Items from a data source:
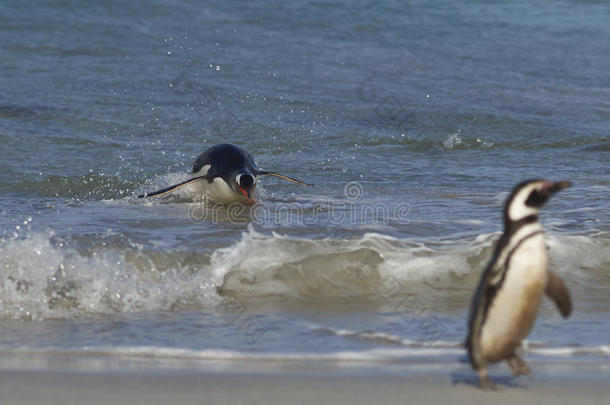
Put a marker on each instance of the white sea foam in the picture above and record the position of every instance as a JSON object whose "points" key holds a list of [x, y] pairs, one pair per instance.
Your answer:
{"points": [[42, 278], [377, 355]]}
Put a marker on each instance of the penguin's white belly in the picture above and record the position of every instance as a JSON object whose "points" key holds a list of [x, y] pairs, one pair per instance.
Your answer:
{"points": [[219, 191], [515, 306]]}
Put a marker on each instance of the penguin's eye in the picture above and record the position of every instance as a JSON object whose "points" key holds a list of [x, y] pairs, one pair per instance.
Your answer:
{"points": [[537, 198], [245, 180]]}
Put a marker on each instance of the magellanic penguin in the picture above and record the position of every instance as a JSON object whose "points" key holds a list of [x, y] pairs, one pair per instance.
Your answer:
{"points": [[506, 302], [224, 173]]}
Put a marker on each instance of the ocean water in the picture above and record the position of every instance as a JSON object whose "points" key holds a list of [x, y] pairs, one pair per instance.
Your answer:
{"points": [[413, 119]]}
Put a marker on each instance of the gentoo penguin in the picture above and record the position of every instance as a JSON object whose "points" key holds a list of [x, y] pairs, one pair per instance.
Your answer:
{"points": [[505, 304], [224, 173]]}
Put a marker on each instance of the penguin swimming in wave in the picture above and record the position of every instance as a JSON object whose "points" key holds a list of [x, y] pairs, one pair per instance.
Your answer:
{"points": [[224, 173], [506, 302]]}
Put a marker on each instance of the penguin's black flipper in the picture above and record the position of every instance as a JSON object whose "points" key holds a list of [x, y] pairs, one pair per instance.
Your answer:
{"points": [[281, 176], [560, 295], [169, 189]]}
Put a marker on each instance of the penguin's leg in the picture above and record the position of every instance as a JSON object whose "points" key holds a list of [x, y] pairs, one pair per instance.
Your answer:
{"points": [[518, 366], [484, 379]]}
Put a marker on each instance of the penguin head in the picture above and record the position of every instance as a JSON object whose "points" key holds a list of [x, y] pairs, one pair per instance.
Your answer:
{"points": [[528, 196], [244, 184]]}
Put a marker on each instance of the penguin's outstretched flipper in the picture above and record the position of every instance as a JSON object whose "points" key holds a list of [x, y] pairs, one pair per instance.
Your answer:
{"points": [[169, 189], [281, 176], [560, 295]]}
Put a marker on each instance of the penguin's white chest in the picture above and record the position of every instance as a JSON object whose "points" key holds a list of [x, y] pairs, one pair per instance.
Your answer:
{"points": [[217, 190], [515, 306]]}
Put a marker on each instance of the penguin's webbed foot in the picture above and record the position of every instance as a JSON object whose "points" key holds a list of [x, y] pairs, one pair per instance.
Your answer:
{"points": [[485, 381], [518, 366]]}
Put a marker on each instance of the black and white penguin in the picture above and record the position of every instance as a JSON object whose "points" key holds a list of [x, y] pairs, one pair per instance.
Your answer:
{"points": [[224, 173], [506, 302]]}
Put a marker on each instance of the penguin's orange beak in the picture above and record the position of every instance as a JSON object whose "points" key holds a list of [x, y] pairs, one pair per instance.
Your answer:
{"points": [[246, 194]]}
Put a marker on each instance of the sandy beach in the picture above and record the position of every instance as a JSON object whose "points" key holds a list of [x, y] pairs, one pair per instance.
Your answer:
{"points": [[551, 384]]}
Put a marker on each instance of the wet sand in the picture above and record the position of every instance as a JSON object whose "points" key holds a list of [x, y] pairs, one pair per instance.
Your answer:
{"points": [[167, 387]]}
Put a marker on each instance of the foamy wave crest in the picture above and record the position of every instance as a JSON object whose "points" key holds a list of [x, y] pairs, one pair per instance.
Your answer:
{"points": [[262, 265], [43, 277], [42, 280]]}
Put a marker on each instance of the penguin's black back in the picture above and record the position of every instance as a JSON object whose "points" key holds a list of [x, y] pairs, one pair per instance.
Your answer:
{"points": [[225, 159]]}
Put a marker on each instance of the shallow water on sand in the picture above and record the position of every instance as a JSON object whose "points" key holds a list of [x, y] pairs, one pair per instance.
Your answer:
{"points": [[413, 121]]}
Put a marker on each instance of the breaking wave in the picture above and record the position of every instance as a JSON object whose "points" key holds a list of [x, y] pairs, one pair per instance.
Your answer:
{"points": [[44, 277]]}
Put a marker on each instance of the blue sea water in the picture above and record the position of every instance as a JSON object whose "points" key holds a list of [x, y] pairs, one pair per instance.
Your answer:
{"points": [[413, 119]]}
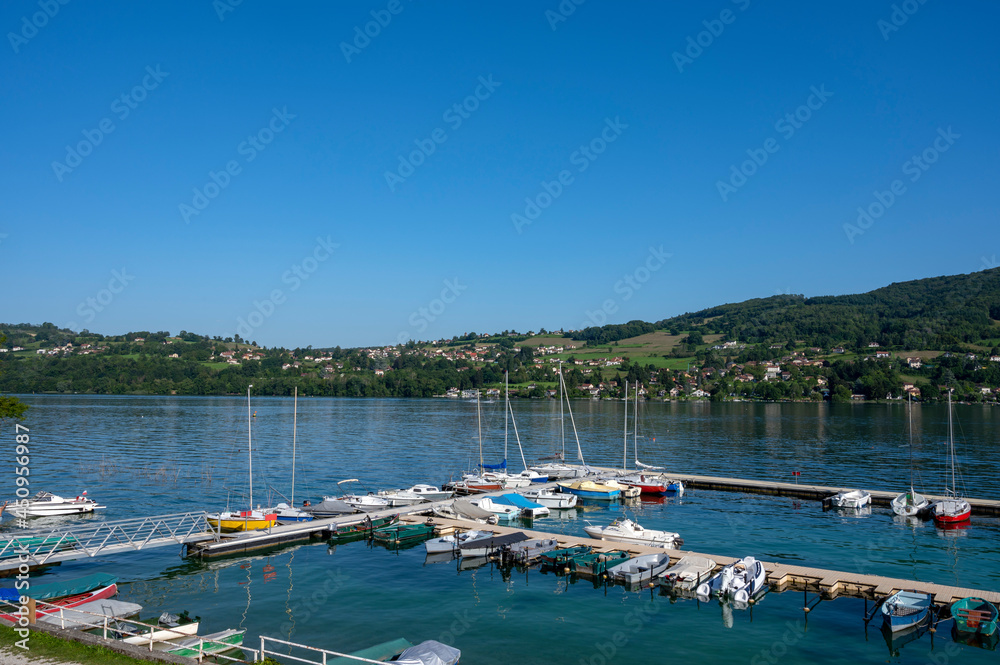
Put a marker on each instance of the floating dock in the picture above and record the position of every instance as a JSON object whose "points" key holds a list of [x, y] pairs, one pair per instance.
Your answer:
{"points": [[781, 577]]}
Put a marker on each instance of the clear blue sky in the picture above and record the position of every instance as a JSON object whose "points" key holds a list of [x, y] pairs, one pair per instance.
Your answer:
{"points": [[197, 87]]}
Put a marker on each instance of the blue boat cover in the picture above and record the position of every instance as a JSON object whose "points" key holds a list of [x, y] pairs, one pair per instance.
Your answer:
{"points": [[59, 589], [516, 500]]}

==

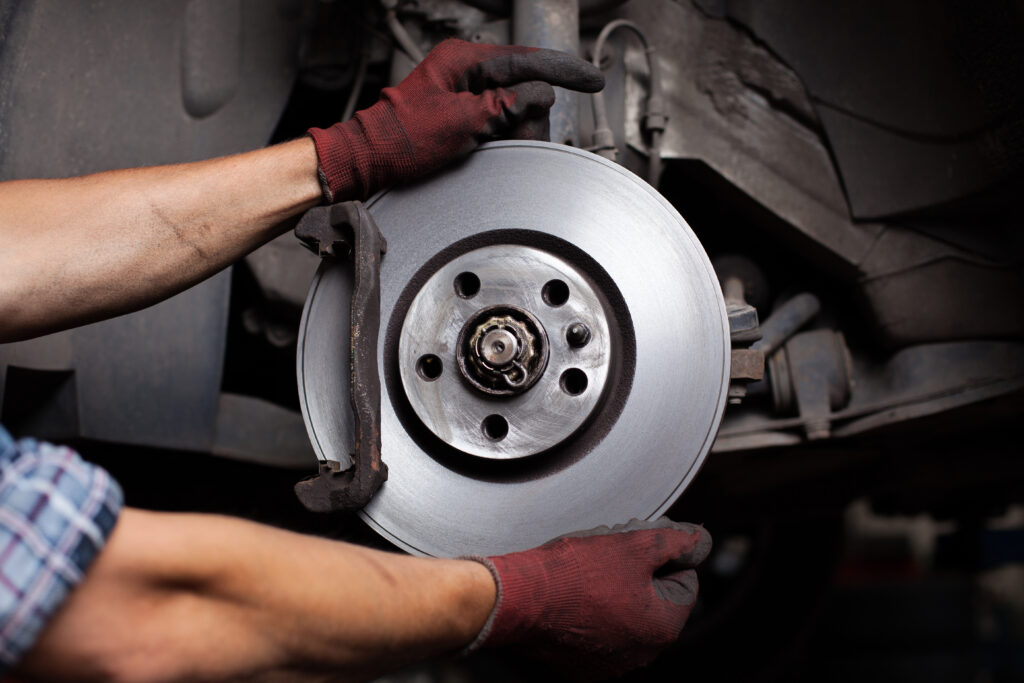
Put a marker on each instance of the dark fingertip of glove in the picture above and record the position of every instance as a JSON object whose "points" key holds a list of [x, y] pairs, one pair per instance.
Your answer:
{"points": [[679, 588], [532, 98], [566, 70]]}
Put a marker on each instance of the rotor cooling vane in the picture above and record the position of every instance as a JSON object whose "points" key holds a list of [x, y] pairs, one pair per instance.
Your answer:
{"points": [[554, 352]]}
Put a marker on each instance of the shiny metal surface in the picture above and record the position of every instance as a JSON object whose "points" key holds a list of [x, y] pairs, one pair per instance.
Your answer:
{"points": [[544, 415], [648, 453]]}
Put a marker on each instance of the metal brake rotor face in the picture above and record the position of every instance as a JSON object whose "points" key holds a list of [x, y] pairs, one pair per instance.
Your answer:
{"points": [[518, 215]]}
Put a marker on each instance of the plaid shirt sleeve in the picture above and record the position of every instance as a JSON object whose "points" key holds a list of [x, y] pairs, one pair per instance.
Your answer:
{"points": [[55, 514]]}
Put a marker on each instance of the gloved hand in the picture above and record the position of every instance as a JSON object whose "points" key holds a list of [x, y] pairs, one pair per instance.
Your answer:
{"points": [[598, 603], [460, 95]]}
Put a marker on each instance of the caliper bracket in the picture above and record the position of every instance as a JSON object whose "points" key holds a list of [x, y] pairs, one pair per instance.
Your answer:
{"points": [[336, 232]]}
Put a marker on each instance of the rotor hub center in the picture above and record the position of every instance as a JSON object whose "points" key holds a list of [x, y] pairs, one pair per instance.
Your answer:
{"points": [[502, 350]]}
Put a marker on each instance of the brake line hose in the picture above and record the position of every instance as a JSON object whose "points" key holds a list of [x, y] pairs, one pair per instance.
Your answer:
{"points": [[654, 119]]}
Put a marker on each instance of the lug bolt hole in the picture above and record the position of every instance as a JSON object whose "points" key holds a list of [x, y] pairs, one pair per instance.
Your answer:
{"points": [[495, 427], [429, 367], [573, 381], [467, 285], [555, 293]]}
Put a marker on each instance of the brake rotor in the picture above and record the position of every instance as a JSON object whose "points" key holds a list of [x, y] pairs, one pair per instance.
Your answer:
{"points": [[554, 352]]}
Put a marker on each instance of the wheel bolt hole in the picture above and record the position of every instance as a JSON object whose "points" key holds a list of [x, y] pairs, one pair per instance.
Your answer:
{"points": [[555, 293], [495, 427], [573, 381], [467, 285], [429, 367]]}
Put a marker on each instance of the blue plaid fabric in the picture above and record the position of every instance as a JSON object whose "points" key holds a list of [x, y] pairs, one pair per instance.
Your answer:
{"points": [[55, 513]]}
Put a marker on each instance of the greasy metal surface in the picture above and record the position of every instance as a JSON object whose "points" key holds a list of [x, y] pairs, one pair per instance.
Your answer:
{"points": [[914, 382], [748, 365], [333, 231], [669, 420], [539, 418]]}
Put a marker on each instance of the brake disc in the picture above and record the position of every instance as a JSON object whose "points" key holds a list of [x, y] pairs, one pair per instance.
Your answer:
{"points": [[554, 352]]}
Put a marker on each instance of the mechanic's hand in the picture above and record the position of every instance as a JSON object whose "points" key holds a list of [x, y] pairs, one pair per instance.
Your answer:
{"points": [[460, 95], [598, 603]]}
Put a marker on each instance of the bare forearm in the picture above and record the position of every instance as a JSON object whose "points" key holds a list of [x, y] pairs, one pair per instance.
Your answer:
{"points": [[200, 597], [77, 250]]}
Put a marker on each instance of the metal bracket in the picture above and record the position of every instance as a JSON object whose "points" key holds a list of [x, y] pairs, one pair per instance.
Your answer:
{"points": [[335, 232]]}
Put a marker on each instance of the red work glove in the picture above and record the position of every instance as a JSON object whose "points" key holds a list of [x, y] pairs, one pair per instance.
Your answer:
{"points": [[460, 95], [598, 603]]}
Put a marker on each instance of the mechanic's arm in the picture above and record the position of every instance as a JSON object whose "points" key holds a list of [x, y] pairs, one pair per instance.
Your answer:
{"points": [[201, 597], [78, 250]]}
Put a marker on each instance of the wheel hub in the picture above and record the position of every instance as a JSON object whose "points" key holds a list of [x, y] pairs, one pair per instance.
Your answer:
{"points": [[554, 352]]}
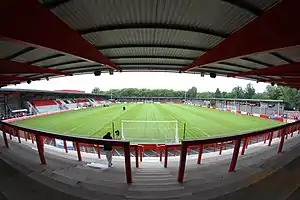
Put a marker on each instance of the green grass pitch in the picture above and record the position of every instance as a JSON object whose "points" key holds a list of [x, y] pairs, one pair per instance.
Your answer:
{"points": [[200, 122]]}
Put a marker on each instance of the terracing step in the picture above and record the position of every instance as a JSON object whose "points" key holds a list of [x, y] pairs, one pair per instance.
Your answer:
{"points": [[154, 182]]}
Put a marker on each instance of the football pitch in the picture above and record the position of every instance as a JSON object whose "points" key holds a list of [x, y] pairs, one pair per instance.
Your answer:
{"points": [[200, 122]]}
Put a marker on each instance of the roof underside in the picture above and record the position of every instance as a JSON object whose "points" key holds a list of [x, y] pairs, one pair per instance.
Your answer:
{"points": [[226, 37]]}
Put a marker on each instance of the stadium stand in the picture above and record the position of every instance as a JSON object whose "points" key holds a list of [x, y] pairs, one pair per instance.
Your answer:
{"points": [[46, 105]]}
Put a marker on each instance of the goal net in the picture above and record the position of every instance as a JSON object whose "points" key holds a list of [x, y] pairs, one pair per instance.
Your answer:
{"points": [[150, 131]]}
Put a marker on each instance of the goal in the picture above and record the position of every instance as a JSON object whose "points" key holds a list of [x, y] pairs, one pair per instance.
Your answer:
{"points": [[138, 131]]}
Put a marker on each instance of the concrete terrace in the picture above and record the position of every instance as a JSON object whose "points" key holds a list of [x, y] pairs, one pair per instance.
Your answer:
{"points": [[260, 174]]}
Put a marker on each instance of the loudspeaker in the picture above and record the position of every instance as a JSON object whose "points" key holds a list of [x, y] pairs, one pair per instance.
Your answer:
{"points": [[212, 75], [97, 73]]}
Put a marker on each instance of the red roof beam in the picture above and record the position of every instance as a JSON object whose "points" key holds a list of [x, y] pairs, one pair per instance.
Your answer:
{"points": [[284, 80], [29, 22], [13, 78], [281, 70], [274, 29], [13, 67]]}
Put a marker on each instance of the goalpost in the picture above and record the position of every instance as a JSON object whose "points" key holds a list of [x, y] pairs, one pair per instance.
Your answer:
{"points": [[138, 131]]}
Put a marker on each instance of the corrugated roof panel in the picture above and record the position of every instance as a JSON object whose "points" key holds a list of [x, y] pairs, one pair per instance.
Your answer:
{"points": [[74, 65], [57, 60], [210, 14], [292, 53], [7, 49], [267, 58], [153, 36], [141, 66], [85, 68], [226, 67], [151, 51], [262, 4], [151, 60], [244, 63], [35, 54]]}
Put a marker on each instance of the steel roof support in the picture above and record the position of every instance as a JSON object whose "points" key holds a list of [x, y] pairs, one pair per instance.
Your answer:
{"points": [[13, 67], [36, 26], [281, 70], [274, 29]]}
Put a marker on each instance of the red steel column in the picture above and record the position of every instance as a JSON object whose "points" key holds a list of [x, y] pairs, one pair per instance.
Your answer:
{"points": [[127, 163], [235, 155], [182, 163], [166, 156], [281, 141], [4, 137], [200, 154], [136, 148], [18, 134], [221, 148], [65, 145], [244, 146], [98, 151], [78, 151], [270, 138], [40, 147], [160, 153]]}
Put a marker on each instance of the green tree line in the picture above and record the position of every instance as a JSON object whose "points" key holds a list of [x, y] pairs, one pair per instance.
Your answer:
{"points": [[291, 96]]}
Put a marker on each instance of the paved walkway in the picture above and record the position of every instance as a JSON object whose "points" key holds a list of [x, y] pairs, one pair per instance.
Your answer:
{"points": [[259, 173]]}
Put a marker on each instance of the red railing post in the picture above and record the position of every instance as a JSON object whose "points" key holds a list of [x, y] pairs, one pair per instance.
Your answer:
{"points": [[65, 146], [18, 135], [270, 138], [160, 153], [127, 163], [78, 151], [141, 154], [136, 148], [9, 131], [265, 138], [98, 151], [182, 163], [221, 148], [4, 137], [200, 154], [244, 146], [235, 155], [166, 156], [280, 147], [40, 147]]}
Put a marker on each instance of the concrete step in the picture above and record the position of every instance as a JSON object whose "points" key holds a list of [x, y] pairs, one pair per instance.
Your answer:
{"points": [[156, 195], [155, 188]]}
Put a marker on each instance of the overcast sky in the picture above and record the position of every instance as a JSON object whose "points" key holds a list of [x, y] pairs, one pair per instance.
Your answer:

--

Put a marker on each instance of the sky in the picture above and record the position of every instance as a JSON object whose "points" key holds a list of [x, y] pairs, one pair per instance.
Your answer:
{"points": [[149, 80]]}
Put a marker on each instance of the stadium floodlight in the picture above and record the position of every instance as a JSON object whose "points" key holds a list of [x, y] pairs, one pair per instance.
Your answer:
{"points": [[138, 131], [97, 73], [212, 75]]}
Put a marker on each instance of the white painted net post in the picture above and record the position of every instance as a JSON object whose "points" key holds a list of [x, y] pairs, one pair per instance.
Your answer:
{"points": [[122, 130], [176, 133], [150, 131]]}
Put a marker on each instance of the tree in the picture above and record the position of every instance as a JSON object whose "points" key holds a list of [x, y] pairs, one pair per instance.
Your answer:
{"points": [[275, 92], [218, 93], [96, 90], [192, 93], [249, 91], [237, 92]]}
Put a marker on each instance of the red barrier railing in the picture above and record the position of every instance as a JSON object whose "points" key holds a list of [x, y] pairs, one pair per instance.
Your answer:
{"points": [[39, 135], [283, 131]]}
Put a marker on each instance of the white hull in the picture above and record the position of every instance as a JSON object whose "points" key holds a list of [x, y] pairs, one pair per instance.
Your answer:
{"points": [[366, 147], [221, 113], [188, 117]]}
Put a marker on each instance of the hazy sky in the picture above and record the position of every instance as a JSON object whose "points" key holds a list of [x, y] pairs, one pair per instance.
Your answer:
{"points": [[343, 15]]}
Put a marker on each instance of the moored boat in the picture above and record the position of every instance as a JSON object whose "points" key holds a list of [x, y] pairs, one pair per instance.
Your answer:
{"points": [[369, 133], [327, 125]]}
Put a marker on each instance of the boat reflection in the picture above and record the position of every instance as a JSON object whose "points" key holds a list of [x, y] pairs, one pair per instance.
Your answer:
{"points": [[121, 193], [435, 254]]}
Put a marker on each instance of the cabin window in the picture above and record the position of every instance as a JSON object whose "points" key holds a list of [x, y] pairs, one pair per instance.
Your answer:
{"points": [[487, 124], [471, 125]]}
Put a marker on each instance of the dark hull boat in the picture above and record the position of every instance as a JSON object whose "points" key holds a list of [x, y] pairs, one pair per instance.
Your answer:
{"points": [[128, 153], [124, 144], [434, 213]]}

TO DO:
Report the number of lines above containing the string "steel" as your sole answer.

OUTPUT:
2